── Brontekst ──

„Peilingen leggen crisis in bestel bloot”
DEN HAAG. Het voortdurend peilen van de mening van de bevolking veroorzaakt geen crisis in ons politieke bestel. Het is juist omgekeerd: peilingen leggen de al bestaande crisis bloot en kunnen een remedie bieden, zei Maurice de Hond maandag in de Thorbeckelezing 2013.
Uitgangspunt in het denken van De Hond is dat politici moeten doen wat de meerderheid van het volk wil. Wat ze op zijn minst moeten doen, is het uitvoeren van de wil van hun eigen kiezers. De opiniepeiler vond het daarom „buitengewoon vreemd en storend” dat NRC Handelsblad en de Volkskrant in 2011 GroenLinksleider Sap „dapper” en „een goed leider” noemden omdat zij de wil van haar achterban durfde trotseren. „Dat is toch onzin? Het was niet verkeerd van Sap dat zij in de Kunduzkwestie een eigen opvatting had. Maar zij had moeten zeggen: Geef me een week of drie, dan ga ik in intensief overleg met mijn kiezers. Dan waren er vervolgens twee opties geweest. Of zij slaagde erin haar achterban te overtuigen. Of zij slaagde daar niet in. In dat laatste geval had ze moeten zeggen: Ik vertrek, want blijkbaar ben ik uw vertegenwoordiger niet meer.”

───
── Aangeleverde gegevens ──

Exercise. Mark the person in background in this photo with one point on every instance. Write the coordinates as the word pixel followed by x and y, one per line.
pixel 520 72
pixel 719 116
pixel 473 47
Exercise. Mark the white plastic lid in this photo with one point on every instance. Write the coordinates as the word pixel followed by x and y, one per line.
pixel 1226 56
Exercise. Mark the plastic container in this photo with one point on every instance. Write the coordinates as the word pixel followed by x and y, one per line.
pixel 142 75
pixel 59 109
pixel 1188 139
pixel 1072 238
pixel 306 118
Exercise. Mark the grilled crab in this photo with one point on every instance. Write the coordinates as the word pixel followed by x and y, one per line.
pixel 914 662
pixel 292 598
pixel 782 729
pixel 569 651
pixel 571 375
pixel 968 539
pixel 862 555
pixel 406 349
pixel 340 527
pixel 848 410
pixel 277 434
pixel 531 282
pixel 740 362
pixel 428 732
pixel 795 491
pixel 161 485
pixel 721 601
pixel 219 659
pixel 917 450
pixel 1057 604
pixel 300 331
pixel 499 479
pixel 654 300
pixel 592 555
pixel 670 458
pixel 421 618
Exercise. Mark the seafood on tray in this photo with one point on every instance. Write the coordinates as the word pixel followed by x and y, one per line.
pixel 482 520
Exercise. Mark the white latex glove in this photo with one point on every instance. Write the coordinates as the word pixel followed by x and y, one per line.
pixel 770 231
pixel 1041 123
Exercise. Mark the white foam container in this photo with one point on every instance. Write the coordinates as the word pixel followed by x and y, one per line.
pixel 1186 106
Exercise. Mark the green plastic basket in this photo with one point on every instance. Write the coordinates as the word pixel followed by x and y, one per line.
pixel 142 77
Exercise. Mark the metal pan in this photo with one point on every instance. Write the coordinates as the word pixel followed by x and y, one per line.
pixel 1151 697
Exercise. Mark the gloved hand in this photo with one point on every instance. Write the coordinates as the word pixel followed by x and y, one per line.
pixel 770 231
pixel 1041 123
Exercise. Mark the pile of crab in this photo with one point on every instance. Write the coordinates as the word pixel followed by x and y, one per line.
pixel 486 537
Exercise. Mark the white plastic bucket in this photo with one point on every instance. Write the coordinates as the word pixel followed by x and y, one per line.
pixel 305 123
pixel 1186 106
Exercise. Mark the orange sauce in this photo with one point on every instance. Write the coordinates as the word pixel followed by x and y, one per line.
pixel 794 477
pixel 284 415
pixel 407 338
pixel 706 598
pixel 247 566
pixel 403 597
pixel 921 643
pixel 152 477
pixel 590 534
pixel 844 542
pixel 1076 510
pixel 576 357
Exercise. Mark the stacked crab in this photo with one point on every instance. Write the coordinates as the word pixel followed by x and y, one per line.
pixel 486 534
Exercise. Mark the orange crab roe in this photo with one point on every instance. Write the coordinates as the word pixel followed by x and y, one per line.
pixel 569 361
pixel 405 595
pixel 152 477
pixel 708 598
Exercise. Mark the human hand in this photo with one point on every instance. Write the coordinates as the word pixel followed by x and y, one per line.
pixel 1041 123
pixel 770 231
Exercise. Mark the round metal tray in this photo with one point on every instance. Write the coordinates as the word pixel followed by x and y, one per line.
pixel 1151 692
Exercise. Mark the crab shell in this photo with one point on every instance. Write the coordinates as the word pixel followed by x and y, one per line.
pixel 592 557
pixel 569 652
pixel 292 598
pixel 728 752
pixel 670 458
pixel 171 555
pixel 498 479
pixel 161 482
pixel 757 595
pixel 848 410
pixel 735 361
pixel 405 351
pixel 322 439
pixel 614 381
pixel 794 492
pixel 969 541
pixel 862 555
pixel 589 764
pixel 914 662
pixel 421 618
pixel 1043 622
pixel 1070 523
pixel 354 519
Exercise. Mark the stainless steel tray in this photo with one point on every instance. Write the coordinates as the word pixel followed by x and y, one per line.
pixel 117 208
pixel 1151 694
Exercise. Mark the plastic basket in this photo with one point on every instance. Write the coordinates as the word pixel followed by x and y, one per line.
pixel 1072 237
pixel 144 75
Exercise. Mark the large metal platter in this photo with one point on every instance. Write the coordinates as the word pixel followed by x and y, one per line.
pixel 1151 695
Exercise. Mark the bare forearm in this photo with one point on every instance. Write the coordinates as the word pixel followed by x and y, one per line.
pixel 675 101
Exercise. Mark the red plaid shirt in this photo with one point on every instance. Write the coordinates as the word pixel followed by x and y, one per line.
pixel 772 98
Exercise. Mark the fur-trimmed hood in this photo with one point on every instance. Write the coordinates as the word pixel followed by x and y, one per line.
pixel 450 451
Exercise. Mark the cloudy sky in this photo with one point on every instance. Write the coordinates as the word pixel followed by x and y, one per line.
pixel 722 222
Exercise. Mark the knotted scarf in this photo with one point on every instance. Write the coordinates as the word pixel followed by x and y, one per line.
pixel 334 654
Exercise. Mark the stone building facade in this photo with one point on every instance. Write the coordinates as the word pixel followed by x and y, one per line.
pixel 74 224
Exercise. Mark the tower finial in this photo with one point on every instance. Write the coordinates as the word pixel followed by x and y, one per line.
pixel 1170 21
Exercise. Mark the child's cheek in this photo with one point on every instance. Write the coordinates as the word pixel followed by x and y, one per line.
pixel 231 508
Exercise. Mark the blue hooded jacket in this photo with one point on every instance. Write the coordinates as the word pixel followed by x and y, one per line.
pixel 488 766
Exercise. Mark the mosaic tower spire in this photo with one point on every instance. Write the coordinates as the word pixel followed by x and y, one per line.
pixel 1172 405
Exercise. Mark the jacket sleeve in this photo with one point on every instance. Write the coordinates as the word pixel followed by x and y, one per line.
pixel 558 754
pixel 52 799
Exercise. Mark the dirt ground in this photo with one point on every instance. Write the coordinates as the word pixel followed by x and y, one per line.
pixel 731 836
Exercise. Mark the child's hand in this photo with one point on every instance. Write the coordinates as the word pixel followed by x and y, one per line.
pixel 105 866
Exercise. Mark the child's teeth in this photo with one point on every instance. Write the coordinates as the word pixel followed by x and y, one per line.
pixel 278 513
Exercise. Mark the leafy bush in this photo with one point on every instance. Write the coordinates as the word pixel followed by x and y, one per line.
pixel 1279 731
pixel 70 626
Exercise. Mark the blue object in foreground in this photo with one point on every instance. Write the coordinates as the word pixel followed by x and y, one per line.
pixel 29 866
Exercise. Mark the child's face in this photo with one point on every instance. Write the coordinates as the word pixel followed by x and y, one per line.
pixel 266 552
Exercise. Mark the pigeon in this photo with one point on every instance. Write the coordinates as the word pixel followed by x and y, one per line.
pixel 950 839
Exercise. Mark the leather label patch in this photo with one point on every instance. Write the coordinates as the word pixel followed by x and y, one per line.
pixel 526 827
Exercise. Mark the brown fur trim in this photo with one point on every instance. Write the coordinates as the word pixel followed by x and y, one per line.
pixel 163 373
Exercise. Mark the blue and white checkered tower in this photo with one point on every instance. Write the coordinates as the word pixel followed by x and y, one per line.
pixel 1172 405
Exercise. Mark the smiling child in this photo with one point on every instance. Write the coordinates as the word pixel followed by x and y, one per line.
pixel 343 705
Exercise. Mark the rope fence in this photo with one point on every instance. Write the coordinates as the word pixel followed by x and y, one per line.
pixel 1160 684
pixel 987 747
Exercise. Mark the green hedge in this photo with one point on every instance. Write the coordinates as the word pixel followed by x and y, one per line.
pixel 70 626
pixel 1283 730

───

§ Wat je moet doen
1 - Geef alle stukjes tekst uit het artikel over peilingen die tussen aanhalingstekens staan en uit hoogstens vier woorden bestaan.
2 - Neem uit het artikel over peilingen letterlijk over wat er staat van "DEN HAAG. Het" tot en met "de Thorbeckelezing 2013.".
De gegevens heb je hier niet voor nodig.

§ De oplossingen
1 -
„buitengewoon vreemd en storend”
„dapper”
„een goed leider”

2 -
DEN HAAG. Het voortdurend peilen van de mening van de bevolking veroorzaakt geen crisis in ons politieke bestel. Het is juist omgekeerd: peilingen leggen de al bestaande crisis bloot en kunnen een remedie bieden, zei Maurice de Hond maandag in de Thorbeckelezing 2013.